▸ Exercise:
Set down each of the records below exactly as it reads. No pictures go into the copy.

.....

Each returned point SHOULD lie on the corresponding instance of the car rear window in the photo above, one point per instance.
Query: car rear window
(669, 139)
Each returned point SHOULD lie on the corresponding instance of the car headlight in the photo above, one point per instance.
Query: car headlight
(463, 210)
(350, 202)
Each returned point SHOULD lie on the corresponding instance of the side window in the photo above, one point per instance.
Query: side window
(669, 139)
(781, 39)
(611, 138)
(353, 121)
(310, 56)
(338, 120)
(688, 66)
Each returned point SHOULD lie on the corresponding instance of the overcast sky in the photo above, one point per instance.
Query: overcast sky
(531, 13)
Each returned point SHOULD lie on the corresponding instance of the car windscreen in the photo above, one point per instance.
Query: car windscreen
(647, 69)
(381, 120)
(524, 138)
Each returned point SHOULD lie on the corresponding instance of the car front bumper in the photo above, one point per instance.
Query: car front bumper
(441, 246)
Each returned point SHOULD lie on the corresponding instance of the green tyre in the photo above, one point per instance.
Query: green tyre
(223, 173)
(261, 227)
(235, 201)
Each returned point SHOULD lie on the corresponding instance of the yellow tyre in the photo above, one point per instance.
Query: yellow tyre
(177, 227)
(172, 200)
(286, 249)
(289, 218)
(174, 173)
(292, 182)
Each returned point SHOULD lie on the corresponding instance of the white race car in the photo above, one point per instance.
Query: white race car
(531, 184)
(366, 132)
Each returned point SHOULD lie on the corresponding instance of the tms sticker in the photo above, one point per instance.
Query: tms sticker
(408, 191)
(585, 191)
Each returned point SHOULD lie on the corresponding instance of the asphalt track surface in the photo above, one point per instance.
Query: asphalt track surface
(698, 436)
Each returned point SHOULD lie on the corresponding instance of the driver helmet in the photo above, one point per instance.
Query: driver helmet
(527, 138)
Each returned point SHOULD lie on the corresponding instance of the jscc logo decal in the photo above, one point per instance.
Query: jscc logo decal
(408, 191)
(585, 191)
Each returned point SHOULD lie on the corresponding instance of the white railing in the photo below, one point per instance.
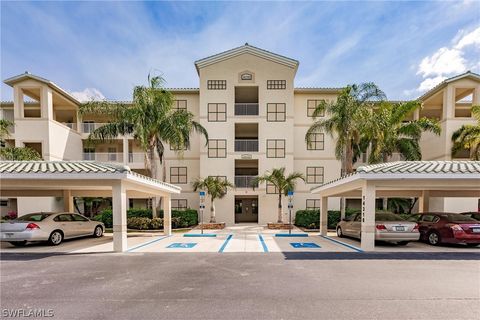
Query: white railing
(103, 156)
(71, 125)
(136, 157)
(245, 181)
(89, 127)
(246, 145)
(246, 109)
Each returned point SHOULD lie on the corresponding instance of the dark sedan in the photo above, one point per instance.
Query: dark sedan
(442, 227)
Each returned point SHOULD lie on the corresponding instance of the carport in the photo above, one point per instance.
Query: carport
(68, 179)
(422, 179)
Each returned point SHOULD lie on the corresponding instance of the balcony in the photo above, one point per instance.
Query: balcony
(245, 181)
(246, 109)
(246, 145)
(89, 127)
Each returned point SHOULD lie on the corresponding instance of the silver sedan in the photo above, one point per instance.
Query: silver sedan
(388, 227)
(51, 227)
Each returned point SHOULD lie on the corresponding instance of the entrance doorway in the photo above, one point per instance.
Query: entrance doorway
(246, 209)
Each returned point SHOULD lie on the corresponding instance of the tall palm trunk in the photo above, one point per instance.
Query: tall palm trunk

.....

▸ Your solution:
Each returned point SHOULD lie on the corresponding instance of the car rear window in the photo above, one point per instance.
Query: car rear window
(669, 139)
Each returned point SHOULD lie on the corresponding instance of the car headlight in the photo above, one point per instance.
Query: car headlight
(463, 210)
(350, 202)
Each returned point SHOULD lie on the corresponding instance of the side window in the photo above, one point per instance.
Query: side window
(669, 139)
(781, 39)
(611, 138)
(353, 121)
(310, 56)
(338, 120)
(688, 66)
Each returned point SHOULD lie on the corresponding instance of the overcast sky in the photo above, one point per instance.
Query: overcast sky
(531, 13)
Each returned point SHOULD lie on the corresponding instance of the car windscreen in the photo above, one point per instance.
Query: car windscreen
(647, 69)
(381, 120)
(524, 138)
Each returned point SHOULD lie on the corresponding instance of the car front bumper in the photo above, one point per instance.
Query: car front bumper
(441, 246)
Each returned point SHOULD lie on the corresponding instance of the green tyre in the photo above, one point per instance.
Query: green tyre
(223, 173)
(261, 227)
(235, 201)
Each returned point SHOULD lie on the corresponding instance of the yellow tyre in the photo above, one point per instance.
Query: yellow tyre
(177, 227)
(172, 200)
(286, 249)
(289, 218)
(174, 173)
(292, 182)
Each returned point SHOULD lie on the corresponding instance of the white race car in the photo above, one point per instance.
Query: white race car
(531, 184)
(366, 132)
Each returned point SHOULD lie on the corresponding instance of the tms sticker in the photo above, one point per instance.
Query: tms sticker
(408, 191)
(585, 191)
Each returned point SHOULD lie on the corresponding instance of the asphalt track surface in the photo above, one point per instance.
Query: asphalt track surface
(698, 436)
Each returned point SHOULD lie on the corresponding instance of the driver helmet in the photo above, one point per instance.
Query: driver helmet
(527, 138)
Each returned point SHOULD lie on the corresponding instance of the jscc logo decal in the photo above, one point per instance.
Query: jscc logo decal
(408, 191)
(585, 191)
Each returned point SHOULD lie on the corresponding instance of the white railing in the photo below, one point per instance.
Query: white railing
(103, 156)
(71, 125)
(136, 157)
(245, 181)
(89, 127)
(246, 145)
(246, 109)
Each returned point SHOULD lie on the corresponding instance of the dark sedan in the photo above, one point per instance.
Query: dark sedan
(442, 227)
Each returned point SHOULD lie on the corresponding instance of the carport in the photo above, one point per instance.
Query: carport
(68, 179)
(422, 179)
Each returned point SHOULD lie on the corresponding instance of the balcony in the photo above, one point per instance.
Query: balcony
(245, 181)
(246, 109)
(246, 145)
(89, 127)
Each returned point SHOULD lie on the corresponding instance of the silver sedan in the photo above, one point per instance.
Query: silver sedan
(388, 227)
(51, 227)
Each returned point SHOULD lie on the corresponding instance of the entrance doorway in the photo above, one point per instance.
Query: entrance doorway
(246, 209)
Each returned point SHOULD lie on the corresponding instance of the tall palm trunk in the photo above, one point per instance.
Query: tall palm trunk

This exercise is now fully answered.